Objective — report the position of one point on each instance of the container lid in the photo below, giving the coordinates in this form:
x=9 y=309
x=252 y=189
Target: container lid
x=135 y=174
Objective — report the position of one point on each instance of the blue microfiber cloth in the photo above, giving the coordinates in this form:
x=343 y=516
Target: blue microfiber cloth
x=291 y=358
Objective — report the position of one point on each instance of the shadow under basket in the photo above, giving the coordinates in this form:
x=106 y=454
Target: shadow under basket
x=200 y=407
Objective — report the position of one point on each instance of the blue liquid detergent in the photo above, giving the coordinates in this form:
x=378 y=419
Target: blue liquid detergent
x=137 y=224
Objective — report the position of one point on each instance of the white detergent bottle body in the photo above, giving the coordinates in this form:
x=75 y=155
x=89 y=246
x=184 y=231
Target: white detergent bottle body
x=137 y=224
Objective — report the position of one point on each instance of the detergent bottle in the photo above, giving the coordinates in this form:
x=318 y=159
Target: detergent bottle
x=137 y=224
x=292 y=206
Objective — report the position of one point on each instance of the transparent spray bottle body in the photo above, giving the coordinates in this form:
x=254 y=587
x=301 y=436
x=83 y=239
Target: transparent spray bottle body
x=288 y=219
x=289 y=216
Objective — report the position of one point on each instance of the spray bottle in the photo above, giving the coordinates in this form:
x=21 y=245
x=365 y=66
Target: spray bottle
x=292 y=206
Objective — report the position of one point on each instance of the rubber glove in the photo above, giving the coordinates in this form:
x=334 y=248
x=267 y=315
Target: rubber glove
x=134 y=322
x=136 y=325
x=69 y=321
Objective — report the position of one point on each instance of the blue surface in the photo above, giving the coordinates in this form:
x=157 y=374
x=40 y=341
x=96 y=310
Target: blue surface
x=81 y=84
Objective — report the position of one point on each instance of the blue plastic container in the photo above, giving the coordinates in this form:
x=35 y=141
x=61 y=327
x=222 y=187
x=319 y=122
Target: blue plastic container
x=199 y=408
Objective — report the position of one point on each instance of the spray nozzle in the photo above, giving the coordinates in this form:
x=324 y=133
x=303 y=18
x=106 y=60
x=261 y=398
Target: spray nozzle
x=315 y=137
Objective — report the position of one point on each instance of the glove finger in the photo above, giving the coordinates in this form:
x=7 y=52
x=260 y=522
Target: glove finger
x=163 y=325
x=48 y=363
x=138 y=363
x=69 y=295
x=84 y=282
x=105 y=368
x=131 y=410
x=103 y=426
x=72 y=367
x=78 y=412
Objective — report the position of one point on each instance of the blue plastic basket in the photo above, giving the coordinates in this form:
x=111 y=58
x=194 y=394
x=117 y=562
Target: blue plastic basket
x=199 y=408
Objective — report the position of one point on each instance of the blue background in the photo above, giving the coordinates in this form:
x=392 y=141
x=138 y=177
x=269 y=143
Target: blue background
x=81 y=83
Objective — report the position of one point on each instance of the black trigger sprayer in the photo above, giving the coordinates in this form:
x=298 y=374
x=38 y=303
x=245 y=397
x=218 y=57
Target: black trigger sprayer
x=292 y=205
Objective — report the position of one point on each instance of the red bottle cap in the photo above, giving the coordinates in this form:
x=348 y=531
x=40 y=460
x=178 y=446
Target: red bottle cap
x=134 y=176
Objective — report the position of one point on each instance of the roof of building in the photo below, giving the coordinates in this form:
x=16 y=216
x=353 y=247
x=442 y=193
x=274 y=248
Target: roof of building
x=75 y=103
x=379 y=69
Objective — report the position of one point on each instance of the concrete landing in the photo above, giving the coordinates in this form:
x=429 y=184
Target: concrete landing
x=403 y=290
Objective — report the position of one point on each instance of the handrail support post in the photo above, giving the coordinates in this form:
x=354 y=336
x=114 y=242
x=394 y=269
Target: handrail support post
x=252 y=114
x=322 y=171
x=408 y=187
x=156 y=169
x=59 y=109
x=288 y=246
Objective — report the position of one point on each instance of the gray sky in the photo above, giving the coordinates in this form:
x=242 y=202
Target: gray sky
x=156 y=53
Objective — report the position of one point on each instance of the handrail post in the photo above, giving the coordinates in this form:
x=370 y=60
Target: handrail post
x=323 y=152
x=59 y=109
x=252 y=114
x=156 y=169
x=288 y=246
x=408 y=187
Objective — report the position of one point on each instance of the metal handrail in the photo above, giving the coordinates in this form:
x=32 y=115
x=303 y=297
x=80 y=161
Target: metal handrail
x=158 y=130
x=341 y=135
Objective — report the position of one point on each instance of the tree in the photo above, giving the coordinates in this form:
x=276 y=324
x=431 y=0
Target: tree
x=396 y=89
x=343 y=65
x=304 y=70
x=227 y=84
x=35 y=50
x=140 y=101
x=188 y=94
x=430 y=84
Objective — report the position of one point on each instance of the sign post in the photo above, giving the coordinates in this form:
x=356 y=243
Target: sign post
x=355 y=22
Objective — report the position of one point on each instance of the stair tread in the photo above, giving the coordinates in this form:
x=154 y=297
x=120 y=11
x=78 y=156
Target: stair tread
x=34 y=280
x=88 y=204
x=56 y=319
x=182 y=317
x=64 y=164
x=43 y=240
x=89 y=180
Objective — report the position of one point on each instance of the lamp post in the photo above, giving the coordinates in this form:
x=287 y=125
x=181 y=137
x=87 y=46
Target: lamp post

····················

* Exercise prompt *
Copy all of the records above line for line, with no changes.

* Solved problem *
Objective — report the position of one point on each instance of the container lid in the photo below, giving the coordinates in this form:
x=9 y=309
x=252 y=189
Target: container lid
x=135 y=174
Objective — report the position of one point on each instance of the blue microfiber cloth in the photo above, giving the coordinates in this form:
x=343 y=516
Target: blue microfiber cloth
x=291 y=358
Objective — report the position of one point on each instance of the shadow under basket in the photo above, giving the coordinates in this form:
x=106 y=454
Target: shadow under basket
x=200 y=407
Objective — report the position of one point on each instance of the blue liquid detergent in the photo above, giving the coordinates in this form:
x=378 y=419
Target: blue liquid detergent
x=137 y=224
Objective — report the position of one point on each instance of the white detergent bottle body in the photo above, giving the coordinates in this form:
x=75 y=155
x=89 y=246
x=184 y=231
Target: white detergent bottle body
x=137 y=224
Objective — report the position of one point on each instance of the detergent bottle in the photo above, giving the coordinates in this form:
x=318 y=159
Target: detergent bottle
x=137 y=224
x=292 y=206
Objective — report the position of one point on each instance of the transparent spray bottle body in the photo above, giving the coordinates in this form:
x=254 y=587
x=301 y=436
x=83 y=239
Target: transparent spray bottle body
x=288 y=219
x=289 y=216
Objective — report the position of one point on each instance of the spray bottle in the photo above, giving the coordinates in this form:
x=21 y=245
x=365 y=66
Target: spray bottle
x=292 y=206
Objective — report the position of one point on each instance of the rubber glove in the photo above, giving the coordinates in this form:
x=334 y=248
x=267 y=315
Target: rubber glove
x=134 y=322
x=136 y=325
x=69 y=321
Objective — report the position of one point on each instance of the blue surface in the photo above, giving the coordinates in this form:
x=157 y=374
x=40 y=341
x=96 y=310
Target: blue surface
x=81 y=84
Objective — report the position of one point on each instance of the blue plastic container in the photo above, giving the coordinates in this form:
x=35 y=141
x=61 y=327
x=222 y=187
x=319 y=122
Target: blue plastic container
x=199 y=408
Objective — report the position of one point on each instance of the spray nozzle in the photo above, giving the coordinates in this form:
x=324 y=133
x=303 y=18
x=106 y=60
x=261 y=398
Target: spray nozzle
x=315 y=137
Objective — report the position of one point on each instance of the glove finger in the photo above, giving the coordinates in this form:
x=7 y=52
x=260 y=522
Target: glove finger
x=163 y=325
x=48 y=363
x=138 y=363
x=69 y=295
x=84 y=282
x=105 y=368
x=131 y=410
x=103 y=426
x=72 y=367
x=78 y=412
Objective — report the position of one point on each instance of the blue plastic basket in the photo above, giving the coordinates in this form:
x=111 y=58
x=194 y=394
x=117 y=562
Target: blue plastic basket
x=199 y=408
Objective — report the position of one point on each instance of the blue background in the photo above, giving the coordinates in this form:
x=392 y=141
x=138 y=177
x=269 y=143
Target: blue background
x=81 y=83
Objective — report the position of one point on each instance of the black trigger sprayer in the photo above, giving the coordinates in this form:
x=298 y=374
x=38 y=303
x=245 y=397
x=218 y=57
Target: black trigger sprayer
x=292 y=205
Objective — report the position of one point on each instance of the red bottle cap in the photo above, giving the coordinates in this form:
x=348 y=531
x=40 y=460
x=178 y=446
Target: red bottle cap
x=134 y=176
Objective — report the position of one point on each instance of the roof of building in the photo below, giving the coordinates in this form:
x=16 y=216
x=353 y=247
x=442 y=193
x=274 y=248
Target: roof of building
x=75 y=103
x=379 y=69
Objective — report the position of one point on each instance of the concrete landing in the photo above, giving the coordinates in this form:
x=429 y=184
Target: concrete landing
x=403 y=290
Objective — report the position of one point on each instance of the handrail support post in the photo above, giving the coordinates in this form:
x=354 y=336
x=114 y=242
x=394 y=269
Target: handrail support post
x=252 y=114
x=322 y=171
x=408 y=187
x=156 y=169
x=59 y=109
x=288 y=246
Objective — report the position of one point on each instance of the gray sky in the photo above, giving the coordinates in this form:
x=242 y=202
Target: gray sky
x=156 y=53
Objective — report the position of one point on each instance of the handrail post in the photo above, giving the coordinates in this form:
x=370 y=60
Target: handrail post
x=323 y=152
x=59 y=109
x=252 y=114
x=156 y=169
x=288 y=246
x=408 y=187
Objective — report the position of one point on each instance of the metal handrail in the photo above, giving the coordinates in this form:
x=32 y=115
x=303 y=297
x=80 y=161
Target: metal handrail
x=158 y=130
x=341 y=135
Objective — report the position of one point on each instance of the tree in the photo above, giving the coordinates in this form:
x=276 y=324
x=431 y=0
Target: tree
x=396 y=89
x=343 y=65
x=304 y=70
x=227 y=84
x=35 y=50
x=140 y=101
x=188 y=94
x=430 y=84
Objective — report the position of one point on each instance of the sign post in the photo above, giving the coordinates in this form:
x=356 y=243
Target: sign post
x=355 y=22
Objective — report the position of one point on each instance of the stair tread in the photo above, giving the coordinates in this form:
x=154 y=297
x=120 y=11
x=78 y=156
Target: stair tread
x=34 y=280
x=88 y=204
x=56 y=319
x=182 y=317
x=64 y=164
x=43 y=240
x=89 y=180
Objective — report the position of one point on each instance of the lamp post in the photo above, giving the coordinates in this form:
x=287 y=125
x=181 y=137
x=87 y=46
Target: lamp post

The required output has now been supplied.